begin
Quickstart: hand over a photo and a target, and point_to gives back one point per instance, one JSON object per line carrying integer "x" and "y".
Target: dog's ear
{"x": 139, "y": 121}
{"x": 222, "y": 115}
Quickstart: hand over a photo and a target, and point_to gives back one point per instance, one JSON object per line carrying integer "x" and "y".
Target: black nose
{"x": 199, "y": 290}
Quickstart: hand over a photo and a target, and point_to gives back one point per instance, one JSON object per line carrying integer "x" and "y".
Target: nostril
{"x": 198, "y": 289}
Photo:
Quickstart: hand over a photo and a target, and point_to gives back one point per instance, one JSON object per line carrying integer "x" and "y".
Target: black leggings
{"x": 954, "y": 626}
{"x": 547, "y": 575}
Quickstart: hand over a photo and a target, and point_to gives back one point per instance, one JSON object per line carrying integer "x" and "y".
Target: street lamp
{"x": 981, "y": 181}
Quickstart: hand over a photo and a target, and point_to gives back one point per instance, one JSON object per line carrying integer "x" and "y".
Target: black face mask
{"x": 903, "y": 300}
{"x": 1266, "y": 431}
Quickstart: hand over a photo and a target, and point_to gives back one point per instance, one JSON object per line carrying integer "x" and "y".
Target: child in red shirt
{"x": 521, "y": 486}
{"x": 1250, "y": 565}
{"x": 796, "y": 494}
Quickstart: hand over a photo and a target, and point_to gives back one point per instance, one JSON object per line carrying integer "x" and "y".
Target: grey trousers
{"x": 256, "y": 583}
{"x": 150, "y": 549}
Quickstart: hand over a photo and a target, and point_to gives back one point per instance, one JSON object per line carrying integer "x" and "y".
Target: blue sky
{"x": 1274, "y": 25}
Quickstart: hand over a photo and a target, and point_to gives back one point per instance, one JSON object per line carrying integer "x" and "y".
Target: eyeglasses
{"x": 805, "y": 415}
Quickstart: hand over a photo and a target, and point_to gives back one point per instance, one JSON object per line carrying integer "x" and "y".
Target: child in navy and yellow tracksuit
end
WRITTEN INSTRUCTION: From the records above, extract every entry verbatim.

WRITTEN ANSWER:
Quickstart: hand over a photo and a target, and point_to gives back one point per instance, one JSON object per line carrying integer "x" and "y".
Target: dog's ear
{"x": 139, "y": 121}
{"x": 222, "y": 115}
Quickstart: hand over a photo and a target, and point_to gives back one point per instance, one JSON object per line carrying integer "x" and "y".
Target: black nose
{"x": 199, "y": 290}
Quickstart: hand over a photo and a target, and point_to gives back one point per instance, one JSON object per line carrying integer "x" and "y".
Target: nostril
{"x": 198, "y": 289}
Photo:
Quickstart: hand over a photo and a target, and point_to gives back one point per instance, one JSON object per line carrying integer "x" and "y".
Target: black leggings
{"x": 954, "y": 626}
{"x": 547, "y": 575}
Quickstart: hand over a photo and a target, and point_to gives back one point per instance, one JSON object per line carrying integer "x" and "y".
Target: street lamp
{"x": 981, "y": 181}
Quickstart: hand over a photo and a target, and point_to gives back one point per instance, one JSON object per line carrying integer "x" and "y".
Target: black face mask
{"x": 903, "y": 300}
{"x": 1266, "y": 431}
Quickstart: hand over a photo and a target, and point_to gives back one point per instance, one JSON object per line carrying integer "x" and "y".
Target: child in red shirt
{"x": 521, "y": 486}
{"x": 1250, "y": 565}
{"x": 796, "y": 494}
Quickstart: hand over a photo and a target, and point_to gives back one point per instance, one JSON object per line carrying integer "x" and "y".
Target: grey trousers
{"x": 256, "y": 583}
{"x": 150, "y": 549}
Quickstart: hand over a photo and a target, and point_to gives back one point per instance, one JSON object per line carrying integer "x" and "y".
Target: blue sky
{"x": 1274, "y": 25}
Quickstart: hand over a photo and a target, and point_to gives back one point per instance, one JSON object per line carrying integer "x" and "y".
Target: eyeglasses
{"x": 805, "y": 415}
Quickstart: hand over a photo and a target, and point_to gives back one point per instance, one JSON object per line carrying integer "x" and "y".
Target: child in navy and yellow tracksuit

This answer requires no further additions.